Stored data:
- Opening Delimiter -

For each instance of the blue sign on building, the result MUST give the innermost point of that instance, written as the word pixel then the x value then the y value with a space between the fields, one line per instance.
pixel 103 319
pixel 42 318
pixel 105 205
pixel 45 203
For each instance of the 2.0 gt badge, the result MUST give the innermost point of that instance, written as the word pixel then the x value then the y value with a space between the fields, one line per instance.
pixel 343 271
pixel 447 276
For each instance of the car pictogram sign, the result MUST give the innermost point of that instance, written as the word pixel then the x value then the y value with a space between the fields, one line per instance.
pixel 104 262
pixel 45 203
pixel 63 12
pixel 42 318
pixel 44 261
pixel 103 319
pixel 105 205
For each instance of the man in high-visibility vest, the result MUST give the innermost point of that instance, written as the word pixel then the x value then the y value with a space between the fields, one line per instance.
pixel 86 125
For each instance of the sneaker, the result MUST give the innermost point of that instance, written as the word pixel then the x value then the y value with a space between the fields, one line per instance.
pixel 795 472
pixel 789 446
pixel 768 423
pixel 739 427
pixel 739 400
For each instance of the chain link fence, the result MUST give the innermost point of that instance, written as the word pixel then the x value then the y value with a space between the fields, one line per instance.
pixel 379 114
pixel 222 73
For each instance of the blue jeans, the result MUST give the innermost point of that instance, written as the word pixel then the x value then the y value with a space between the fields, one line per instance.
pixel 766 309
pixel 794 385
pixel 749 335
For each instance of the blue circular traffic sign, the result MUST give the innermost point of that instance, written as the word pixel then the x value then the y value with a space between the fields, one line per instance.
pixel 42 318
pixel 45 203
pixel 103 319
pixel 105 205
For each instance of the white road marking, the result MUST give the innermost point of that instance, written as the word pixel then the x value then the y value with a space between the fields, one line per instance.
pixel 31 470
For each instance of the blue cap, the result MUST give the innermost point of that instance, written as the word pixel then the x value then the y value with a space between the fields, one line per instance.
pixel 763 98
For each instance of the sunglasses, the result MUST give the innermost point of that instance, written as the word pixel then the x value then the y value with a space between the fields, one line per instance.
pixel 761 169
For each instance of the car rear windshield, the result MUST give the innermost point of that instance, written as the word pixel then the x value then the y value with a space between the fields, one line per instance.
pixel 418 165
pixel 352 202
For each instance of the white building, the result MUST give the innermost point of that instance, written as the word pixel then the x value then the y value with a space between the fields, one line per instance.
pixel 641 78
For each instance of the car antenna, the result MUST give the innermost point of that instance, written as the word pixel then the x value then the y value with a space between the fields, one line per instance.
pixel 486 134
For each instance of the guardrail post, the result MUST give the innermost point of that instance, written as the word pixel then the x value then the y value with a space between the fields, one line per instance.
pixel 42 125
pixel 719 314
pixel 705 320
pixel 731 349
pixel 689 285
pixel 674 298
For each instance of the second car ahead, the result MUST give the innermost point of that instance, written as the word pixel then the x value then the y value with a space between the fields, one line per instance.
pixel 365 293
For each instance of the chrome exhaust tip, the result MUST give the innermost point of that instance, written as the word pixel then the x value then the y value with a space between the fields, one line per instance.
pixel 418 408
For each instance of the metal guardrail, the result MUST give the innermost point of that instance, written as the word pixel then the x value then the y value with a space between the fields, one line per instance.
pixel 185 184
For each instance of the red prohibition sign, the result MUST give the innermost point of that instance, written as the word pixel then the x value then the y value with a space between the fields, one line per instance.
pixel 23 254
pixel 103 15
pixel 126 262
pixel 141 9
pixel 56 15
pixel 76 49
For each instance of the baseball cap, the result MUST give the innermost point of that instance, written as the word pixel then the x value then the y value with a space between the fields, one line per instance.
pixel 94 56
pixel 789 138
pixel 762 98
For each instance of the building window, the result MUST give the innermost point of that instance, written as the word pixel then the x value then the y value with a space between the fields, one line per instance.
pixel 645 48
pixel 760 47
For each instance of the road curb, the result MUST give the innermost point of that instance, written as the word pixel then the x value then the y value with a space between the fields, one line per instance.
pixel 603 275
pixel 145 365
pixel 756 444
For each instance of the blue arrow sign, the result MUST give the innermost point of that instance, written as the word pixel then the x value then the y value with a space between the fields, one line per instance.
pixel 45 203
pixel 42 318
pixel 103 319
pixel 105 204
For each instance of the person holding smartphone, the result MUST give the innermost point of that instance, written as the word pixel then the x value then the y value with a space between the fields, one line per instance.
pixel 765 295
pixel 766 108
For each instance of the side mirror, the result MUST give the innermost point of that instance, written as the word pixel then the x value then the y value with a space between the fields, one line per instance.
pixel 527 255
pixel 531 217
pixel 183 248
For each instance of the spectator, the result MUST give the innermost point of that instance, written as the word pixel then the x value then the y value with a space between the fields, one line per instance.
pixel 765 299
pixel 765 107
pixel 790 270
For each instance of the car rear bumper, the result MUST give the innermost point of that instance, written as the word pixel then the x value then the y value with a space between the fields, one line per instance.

- Closing Delimiter -

Output all of the data exactly as given.

Completed exercise:
For each instance of the blue sign on building, the result MUST give the innermost point of that instance, written as the word pixel then the x value then the y value with a space between the fields, one line per instance.
pixel 103 319
pixel 42 318
pixel 105 205
pixel 45 203
For each instance of the 2.0 gt badge, the result MUST give the innermost point of that instance, written as the word pixel then the x value then the y value with a space between the fields, one line per instance.
pixel 343 271
pixel 447 276
For each instance of the car pictogram sign, the result MUST give the innermost point of that instance, written as the word pixel then the x value then the y value with a space between the fields, one line per instance.
pixel 104 262
pixel 45 203
pixel 63 12
pixel 42 318
pixel 44 261
pixel 103 319
pixel 105 205
For each instance of the man in high-visibility vest, the result MUST give the innermost point of that instance, written as the word pixel then the x value then the y value with a space between the fields, one line per instance.
pixel 86 125
For each instance of the sneaker, the result MUST give the innermost point of that instance, written as the word pixel then the x value then the y value with a space between the fields, one line per instance.
pixel 795 472
pixel 789 446
pixel 768 423
pixel 739 427
pixel 739 400
For each instance of the chain link fence, the result MUST give the innermost point of that instance, written as the word pixel then the x value then the y value with a space between the fields, one line per instance.
pixel 379 114
pixel 222 73
For each instance of the blue jeans, the result MUST give the innermost point of that instance, written as the word pixel then the x value then the y value with a space between the fields, one line per instance.
pixel 766 309
pixel 794 385
pixel 749 335
For each instance of the blue circular traffic sign, the result MUST give the innermost point of that instance, written as the word pixel then the x value then the y value with a space between the fields, one line per instance.
pixel 42 318
pixel 45 203
pixel 103 319
pixel 105 205
For each instance of the white road marking, the result MUST give the innermost point of that instance, written as the word pixel then the x value then the y value with a space between the fields, one line per instance.
pixel 31 470
For each instance of the blue cap, the result MUST give the innermost point of that instance, written as the word pixel then the x value then the y value with a space between the fields, one line per instance.
pixel 763 98
For each instance of the sunglasses, the result MUST give the innermost point of that instance, written as the word pixel then the x value then the y value with a space between the fields, one line per instance.
pixel 761 169
For each instance of the car rear windshield, the result MUST give the innermost point of that instance, written as the word pixel then the x value then the y value with a space between the fields, one line per instance.
pixel 418 165
pixel 352 202
For each instance of the white building, the result MUST give the innermost point of that instance, written as the word pixel then the x value then the y value with a space between the fields, one line per instance.
pixel 641 78
For each instance of the car antenna, the result MUST give the innermost point of that instance, written as the word pixel then the x value then the y value with a space between the fields, one line per instance.
pixel 486 134
For each instance of the guardrail post, the result MUST give the innermost point of that instance, written as the word pixel then the x value then the y value with a space between the fields, one line per instance.
pixel 42 125
pixel 719 314
pixel 705 320
pixel 731 349
pixel 689 285
pixel 674 298
For each instance of the second car ahead, the result MUST give the innermost point of that instance, written as the word pixel then the x value then the y value with a space between the fields, one line per instance.
pixel 365 293
For each instance of the chrome exhaust tip, the result MUST give the innermost point of that instance, written as the word pixel then the x value then the y value with a space between the fields, one line per instance.
pixel 418 408
For each instance of the metal guardrail, the result MUST give the innermost point of that instance, written as the word pixel then the x value then the y value with a space between the fields, one line per instance.
pixel 185 184
For each instance of the red prohibition sign, the result MUST give the innermost point of that instance, written as the word pixel then the x value then the y value with a space between the fields, one line per instance.
pixel 23 254
pixel 103 15
pixel 126 262
pixel 141 9
pixel 56 15
pixel 76 49
For each instance of the baseball cap, the result MUST give the innermost point of that instance, written as the word pixel then the x value then the y value with a space between the fields, one line per instance.
pixel 94 56
pixel 789 138
pixel 762 98
For each instance of the building window, the result MUST give the innermost point of that instance, written as the word pixel then the x value then the y value with a space between the fields, one line per instance.
pixel 645 48
pixel 760 47
For each instance of the road curb, the result MUST give the innermost point of that instance, written as the word pixel then the x value then the y value with a space between the fields, one line per instance.
pixel 603 275
pixel 145 365
pixel 756 444
For each instance of the blue arrow sign, the result MUST give the innermost point of that instance, written as the word pixel then the x value then the y value with a space between the fields, one line per instance.
pixel 45 203
pixel 42 318
pixel 103 319
pixel 105 204
For each instance of the person holding smartphone, the result MUST give the innermost point of that instance, written as the word pixel then the x value then the y value with a space between the fields, one line per instance.
pixel 765 295
pixel 766 108
For each instance of the side mirror, the result MUST give the innermost point of that instance, written as the word pixel then the x value then the y value with a space between the fields, one line per instance.
pixel 527 255
pixel 531 217
pixel 183 248
For each instance of the spectator, the result MUST give the innermost point of that instance, written as the word pixel then the x value then the y value with a space between the fields, one line per instance.
pixel 765 299
pixel 765 107
pixel 790 270
For each instance of the car rear bumper, the result MUST give the innermost point of that instance, written as the word pixel then the x value then the y value with a space between the fields, one line per instance.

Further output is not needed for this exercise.